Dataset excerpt
═══

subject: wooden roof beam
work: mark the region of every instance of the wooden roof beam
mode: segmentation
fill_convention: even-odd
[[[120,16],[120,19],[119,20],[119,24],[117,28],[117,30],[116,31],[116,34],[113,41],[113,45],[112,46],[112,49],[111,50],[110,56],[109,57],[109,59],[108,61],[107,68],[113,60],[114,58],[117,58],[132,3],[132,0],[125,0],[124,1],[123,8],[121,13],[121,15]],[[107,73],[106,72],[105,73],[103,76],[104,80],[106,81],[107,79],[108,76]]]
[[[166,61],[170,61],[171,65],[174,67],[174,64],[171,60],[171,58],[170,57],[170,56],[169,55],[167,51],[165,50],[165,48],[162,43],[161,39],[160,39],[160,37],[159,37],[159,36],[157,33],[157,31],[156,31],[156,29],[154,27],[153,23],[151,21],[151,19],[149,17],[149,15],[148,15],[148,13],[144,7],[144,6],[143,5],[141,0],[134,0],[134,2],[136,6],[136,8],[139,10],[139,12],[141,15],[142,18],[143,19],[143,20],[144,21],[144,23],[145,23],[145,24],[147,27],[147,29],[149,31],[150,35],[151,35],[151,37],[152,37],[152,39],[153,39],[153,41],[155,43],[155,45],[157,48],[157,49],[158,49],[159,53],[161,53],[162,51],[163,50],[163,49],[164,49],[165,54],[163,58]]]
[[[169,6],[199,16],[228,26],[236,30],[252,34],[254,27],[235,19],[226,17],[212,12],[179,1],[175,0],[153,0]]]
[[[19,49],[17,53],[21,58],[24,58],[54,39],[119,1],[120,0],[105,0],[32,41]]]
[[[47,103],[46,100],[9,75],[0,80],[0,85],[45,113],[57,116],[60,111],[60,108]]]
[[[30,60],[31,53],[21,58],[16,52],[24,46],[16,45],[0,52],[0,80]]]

═══

# Exercise prompt:
Copy out every line of the material above without changing anything.

# Solution:
subject: wooden roof beam
work: mark the region of every instance of the wooden roof beam
mode: segmentation
fill_convention: even-odd
[[[120,16],[120,19],[119,20],[119,24],[117,28],[117,30],[116,31],[116,34],[113,41],[113,45],[112,46],[112,49],[111,50],[110,56],[109,57],[109,59],[108,61],[107,68],[113,60],[114,58],[117,58],[132,3],[132,0],[125,0],[124,1],[123,8],[121,13],[121,15]],[[107,73],[106,72],[105,73],[103,76],[104,80],[106,81],[107,79],[108,76]]]
[[[166,61],[170,61],[171,65],[174,67],[174,64],[171,60],[171,58],[170,57],[170,56],[169,55],[167,51],[165,50],[165,48],[162,43],[161,39],[160,39],[160,37],[159,37],[159,36],[157,33],[157,31],[156,31],[156,29],[154,27],[153,23],[151,21],[151,19],[149,17],[149,15],[148,15],[148,13],[144,7],[144,6],[143,5],[141,0],[134,0],[134,2],[136,6],[136,8],[139,10],[139,12],[141,15],[142,18],[143,19],[143,20],[144,21],[144,23],[145,23],[145,24],[147,27],[147,29],[149,31],[150,35],[151,35],[151,37],[152,37],[152,39],[153,39],[153,41],[155,43],[155,45],[157,48],[157,49],[158,49],[159,53],[161,53],[162,51],[163,50],[163,49],[164,49],[165,54],[163,58]]]
[[[169,6],[199,16],[228,26],[236,30],[252,34],[254,27],[235,19],[226,17],[212,12],[179,1],[175,0],[153,0]]]
[[[19,49],[17,53],[21,58],[24,58],[54,39],[119,1],[120,0],[105,0],[32,41]]]
[[[47,103],[46,100],[9,75],[0,80],[0,85],[45,113],[57,116],[60,111],[60,108]]]
[[[30,60],[31,53],[21,58],[16,52],[24,46],[16,45],[0,52],[0,80]]]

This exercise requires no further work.